Cada año esquilamos a Sol y a Maya, hijo y madre. A Maya la cubre una lana apelotonada, pero de capa corta, en cambio Sol es de raza merina, la peor para esquilar, de pelo grueso de quince centímetros, muy apelmazado fino y denso, que cuesta mucho rapar. En estado salvaje, las ovejas mudan su lana regularmente, desprendiéndola a jirones, frotándose contra ramas y árboles entre los cuales pastan, pero las ovejas encarceladas por el capricho humano no tienen esa posibilidad, y de hecho no interesa que la tengan, para que la gente pueda robar ese pelaje y abrigarse. La cálida y aterciopelada lana es un producto del terror.
En realidad no nos vestimos para abrigarnos o proteger nuestra piel, sino para cubrir la vergüenza del cuerpo desnudo, avergonzado tras milenios de tabú, burlas y repugnancias ajenas y propias. Nos aderezamos con el disfraz del personaje que pretendemos ser, e interpretamos ante las demás, visualmente, el papel preferido en este teatro de la sociedad, bien sea un rol espiritual, sexy, sencillo, lúdico, glamuroso, atípico, fastuoso… La ropa ya no es una herramienta de supervivencia, sino otra muestra de vanidad, similar al peinado, el maquillaje u otros accesorios del culto al aspecto. La lana es un abrigo perfectamente sustituíble por otros materiales vegetales o artificiales. Las expediciones a los polos o el alpinismo no se abriga con pieles de animales ni lana, sino con fibras artificiales mucho más eficaces y ligeras. La lana no nos es necesaria, pero 2 millones de toneladas anualmente se producen en el mundo, con un coste de miedo, dolor y muerte para 1200 millones de ovejas.

> Objetivo: ¿De qué raza es Sol, según el texto sobre la lana?

> Datos proporcionados:
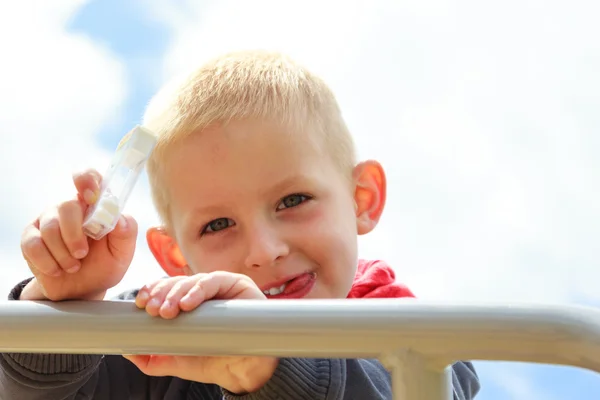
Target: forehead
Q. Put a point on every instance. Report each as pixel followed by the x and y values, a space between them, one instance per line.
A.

> Respuesta: Sol es de raza merina.